Required work:
Gather every line of the listing below that contains the word "green". Copy each of those lines in full.

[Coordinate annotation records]
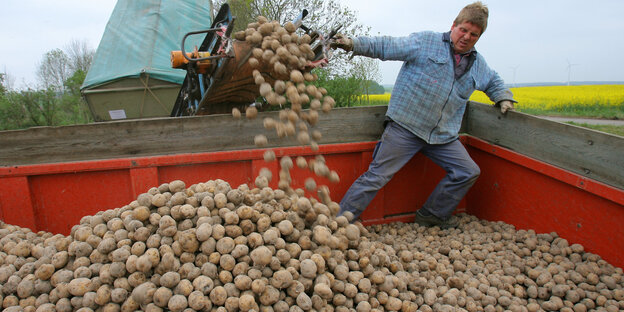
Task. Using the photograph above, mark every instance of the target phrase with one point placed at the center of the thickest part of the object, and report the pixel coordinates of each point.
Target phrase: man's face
(464, 36)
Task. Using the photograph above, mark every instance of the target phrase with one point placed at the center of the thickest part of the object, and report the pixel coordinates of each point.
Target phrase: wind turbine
(514, 68)
(569, 68)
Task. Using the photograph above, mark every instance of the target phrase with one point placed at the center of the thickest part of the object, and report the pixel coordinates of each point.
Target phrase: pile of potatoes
(281, 61)
(211, 247)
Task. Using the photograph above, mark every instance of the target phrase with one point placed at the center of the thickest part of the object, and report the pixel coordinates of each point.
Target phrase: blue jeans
(396, 147)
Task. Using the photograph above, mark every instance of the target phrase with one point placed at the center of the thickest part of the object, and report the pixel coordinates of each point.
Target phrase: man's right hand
(342, 41)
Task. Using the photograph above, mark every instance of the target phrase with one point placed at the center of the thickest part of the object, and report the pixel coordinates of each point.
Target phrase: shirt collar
(447, 37)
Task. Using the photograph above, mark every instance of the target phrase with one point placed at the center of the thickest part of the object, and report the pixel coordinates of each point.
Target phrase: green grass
(617, 130)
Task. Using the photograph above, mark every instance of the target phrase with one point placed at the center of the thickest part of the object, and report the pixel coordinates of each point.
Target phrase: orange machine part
(179, 61)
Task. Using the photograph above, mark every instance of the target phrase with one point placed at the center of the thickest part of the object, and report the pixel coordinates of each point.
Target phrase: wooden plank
(166, 136)
(593, 154)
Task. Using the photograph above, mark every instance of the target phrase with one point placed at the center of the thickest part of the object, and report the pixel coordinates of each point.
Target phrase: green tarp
(140, 36)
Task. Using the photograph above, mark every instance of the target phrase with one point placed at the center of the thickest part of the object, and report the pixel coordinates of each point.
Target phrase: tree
(54, 69)
(80, 55)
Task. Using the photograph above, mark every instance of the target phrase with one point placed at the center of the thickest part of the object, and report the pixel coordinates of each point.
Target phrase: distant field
(375, 99)
(599, 101)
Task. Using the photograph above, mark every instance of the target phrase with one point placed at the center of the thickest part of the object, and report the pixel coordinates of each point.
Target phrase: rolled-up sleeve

Answer to the exercise:
Target phrase: green grass
Target phrase: green tarp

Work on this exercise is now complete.